## INSTRUCTION:
Copy the rows from the line with "[point] every instance of the cloud" through the end of the rows, substituting "one marker per item" for "one marker apiece" and keeping everything else the same. Omit the pictures from your answer.

━━━ INPUT ROWS ━━━

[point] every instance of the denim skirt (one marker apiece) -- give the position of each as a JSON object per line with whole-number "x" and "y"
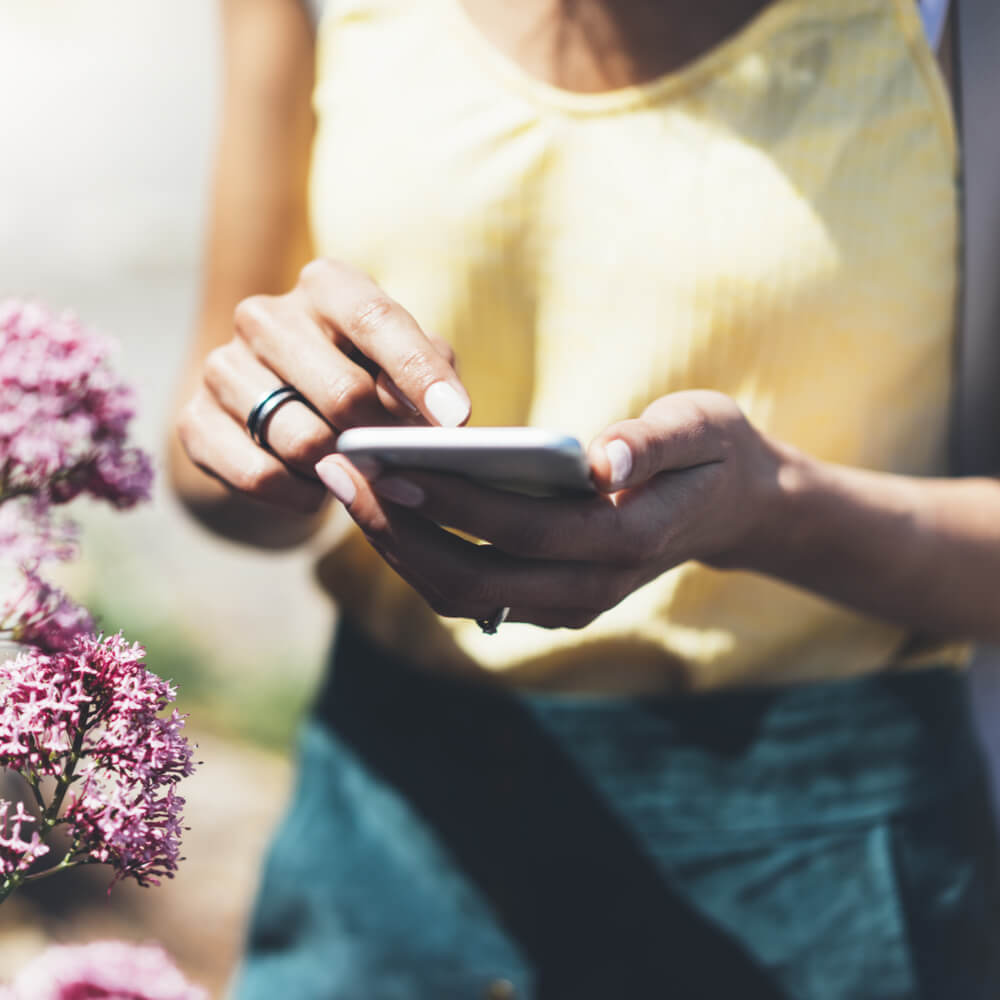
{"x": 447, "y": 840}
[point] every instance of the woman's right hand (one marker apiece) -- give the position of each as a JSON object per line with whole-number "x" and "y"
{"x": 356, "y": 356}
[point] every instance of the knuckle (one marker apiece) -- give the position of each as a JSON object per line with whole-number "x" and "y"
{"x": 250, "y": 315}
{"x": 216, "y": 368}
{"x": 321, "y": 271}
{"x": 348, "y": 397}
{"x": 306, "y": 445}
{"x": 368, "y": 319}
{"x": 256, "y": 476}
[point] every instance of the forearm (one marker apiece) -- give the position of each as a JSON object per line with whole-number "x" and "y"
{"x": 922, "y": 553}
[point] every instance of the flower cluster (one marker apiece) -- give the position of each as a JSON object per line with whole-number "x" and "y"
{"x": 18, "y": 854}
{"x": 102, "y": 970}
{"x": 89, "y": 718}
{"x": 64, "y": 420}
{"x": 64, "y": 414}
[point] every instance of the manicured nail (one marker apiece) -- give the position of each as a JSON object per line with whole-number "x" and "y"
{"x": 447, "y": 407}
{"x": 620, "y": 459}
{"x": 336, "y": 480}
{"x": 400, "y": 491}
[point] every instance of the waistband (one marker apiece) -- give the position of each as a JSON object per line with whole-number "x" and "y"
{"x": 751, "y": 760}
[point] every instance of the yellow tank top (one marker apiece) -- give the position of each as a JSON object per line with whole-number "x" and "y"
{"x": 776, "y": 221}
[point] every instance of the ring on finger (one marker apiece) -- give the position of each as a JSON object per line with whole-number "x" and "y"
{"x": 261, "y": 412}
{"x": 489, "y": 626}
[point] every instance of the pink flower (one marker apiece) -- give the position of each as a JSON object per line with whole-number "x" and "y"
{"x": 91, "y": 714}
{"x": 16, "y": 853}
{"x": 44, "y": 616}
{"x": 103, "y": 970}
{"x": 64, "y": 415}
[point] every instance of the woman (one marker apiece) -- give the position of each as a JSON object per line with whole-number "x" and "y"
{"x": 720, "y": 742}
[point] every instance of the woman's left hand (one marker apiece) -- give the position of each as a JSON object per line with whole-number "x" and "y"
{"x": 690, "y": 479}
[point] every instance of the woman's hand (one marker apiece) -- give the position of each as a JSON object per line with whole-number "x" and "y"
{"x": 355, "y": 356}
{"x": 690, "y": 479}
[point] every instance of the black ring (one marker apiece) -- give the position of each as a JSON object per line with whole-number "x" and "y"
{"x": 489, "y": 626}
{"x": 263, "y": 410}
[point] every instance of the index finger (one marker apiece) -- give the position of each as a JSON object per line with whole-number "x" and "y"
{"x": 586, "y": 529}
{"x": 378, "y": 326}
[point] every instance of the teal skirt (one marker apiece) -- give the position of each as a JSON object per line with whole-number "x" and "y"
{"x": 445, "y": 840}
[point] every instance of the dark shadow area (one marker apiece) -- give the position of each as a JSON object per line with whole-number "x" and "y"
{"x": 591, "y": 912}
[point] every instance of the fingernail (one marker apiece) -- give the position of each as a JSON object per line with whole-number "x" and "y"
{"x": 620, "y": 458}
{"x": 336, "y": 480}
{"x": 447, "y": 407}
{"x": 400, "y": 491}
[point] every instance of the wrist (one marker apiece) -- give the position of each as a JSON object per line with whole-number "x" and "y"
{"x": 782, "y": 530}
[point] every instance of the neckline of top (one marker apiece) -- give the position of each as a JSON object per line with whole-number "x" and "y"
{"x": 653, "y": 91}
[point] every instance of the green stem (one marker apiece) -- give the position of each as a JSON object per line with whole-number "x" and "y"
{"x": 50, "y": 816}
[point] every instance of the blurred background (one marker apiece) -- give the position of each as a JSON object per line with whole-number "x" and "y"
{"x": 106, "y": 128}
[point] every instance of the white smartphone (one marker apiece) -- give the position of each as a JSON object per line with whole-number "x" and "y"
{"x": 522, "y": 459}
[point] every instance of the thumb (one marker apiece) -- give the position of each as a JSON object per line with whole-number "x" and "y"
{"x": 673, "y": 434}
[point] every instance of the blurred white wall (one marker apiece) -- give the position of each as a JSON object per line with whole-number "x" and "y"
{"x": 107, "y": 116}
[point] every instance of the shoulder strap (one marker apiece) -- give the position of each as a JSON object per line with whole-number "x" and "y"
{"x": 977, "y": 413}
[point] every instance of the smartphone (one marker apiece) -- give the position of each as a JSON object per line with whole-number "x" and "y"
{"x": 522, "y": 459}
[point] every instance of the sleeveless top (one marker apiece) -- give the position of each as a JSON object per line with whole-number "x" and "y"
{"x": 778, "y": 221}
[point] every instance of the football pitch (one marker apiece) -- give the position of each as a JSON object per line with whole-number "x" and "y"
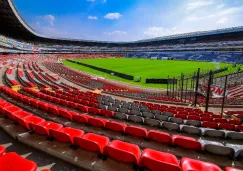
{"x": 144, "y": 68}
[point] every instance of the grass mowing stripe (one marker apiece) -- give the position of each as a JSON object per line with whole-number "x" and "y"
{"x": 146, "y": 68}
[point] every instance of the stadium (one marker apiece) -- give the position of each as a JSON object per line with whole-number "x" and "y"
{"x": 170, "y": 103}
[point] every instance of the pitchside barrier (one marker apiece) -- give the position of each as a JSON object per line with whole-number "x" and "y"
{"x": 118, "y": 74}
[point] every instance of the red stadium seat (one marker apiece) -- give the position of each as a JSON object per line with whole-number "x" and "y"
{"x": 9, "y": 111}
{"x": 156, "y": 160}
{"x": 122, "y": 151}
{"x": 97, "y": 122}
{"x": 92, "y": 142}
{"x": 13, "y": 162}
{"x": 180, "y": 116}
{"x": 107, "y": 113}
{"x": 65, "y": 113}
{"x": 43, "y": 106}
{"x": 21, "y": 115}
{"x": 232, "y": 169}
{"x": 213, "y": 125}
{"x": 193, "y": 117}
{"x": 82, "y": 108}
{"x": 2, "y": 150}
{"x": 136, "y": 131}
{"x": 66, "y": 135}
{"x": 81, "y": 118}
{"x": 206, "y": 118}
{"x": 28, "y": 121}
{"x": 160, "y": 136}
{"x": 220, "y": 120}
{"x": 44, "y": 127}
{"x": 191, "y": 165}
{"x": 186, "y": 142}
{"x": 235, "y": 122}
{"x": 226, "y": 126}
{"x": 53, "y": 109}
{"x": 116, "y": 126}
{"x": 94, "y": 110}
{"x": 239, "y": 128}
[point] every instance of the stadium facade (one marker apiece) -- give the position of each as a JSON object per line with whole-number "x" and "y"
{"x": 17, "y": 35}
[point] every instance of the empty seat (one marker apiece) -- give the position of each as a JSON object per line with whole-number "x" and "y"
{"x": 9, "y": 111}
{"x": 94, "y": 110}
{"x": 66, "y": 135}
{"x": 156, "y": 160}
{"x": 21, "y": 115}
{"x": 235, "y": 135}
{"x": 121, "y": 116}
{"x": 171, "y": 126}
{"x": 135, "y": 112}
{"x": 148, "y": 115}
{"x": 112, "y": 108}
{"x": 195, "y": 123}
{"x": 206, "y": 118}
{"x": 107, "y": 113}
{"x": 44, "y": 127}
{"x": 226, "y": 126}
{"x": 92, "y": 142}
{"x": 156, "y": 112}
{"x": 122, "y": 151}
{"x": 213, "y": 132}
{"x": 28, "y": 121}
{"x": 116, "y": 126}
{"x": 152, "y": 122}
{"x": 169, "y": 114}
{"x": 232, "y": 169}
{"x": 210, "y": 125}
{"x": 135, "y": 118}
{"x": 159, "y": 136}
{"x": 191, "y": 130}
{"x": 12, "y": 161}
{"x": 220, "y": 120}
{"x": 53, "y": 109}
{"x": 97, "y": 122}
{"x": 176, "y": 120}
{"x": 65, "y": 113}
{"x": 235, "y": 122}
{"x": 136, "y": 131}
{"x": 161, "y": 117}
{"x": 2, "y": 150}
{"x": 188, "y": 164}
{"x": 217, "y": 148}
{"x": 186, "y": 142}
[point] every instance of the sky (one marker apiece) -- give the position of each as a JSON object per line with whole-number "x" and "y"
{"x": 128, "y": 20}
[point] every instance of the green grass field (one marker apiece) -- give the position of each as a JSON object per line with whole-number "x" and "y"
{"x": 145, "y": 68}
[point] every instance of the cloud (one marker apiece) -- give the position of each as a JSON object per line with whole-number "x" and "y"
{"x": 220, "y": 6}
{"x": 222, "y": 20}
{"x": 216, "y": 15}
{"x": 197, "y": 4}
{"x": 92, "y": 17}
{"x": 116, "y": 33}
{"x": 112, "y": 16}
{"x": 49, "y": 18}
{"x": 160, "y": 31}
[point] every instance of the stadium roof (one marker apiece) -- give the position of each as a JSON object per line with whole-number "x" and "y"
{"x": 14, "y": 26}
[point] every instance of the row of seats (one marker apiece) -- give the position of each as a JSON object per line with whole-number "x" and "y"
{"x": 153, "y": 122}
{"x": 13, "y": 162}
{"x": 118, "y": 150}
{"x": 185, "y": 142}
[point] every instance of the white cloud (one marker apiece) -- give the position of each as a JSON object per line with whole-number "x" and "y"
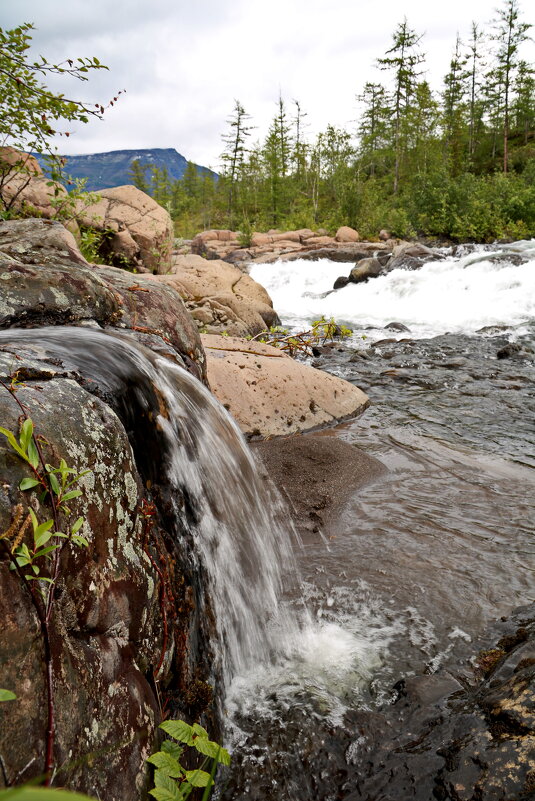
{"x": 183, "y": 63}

━━━

## COMPLETED EXERCISE:
[point] every instance of the cloud (one marker per item) -- give the position of each as a JSON object per line with whole-number "x" and "y"
{"x": 220, "y": 6}
{"x": 222, "y": 20}
{"x": 216, "y": 15}
{"x": 197, "y": 4}
{"x": 92, "y": 17}
{"x": 116, "y": 33}
{"x": 112, "y": 16}
{"x": 49, "y": 18}
{"x": 160, "y": 31}
[point] every instance of the stadium roof (one marker per item) -- give the position of each as a JSON object per line with whole-number "x" and "y"
{"x": 14, "y": 26}
[point] every instance of the row of seats (one marker per item) -- give the position of each as a JSON object per line with whole-number "x" and "y"
{"x": 153, "y": 122}
{"x": 13, "y": 162}
{"x": 118, "y": 150}
{"x": 185, "y": 142}
[point] every instance of the white cloud (one marker per item) -- give the position of each as a JSON object per line with whole-number "x" and "y"
{"x": 183, "y": 63}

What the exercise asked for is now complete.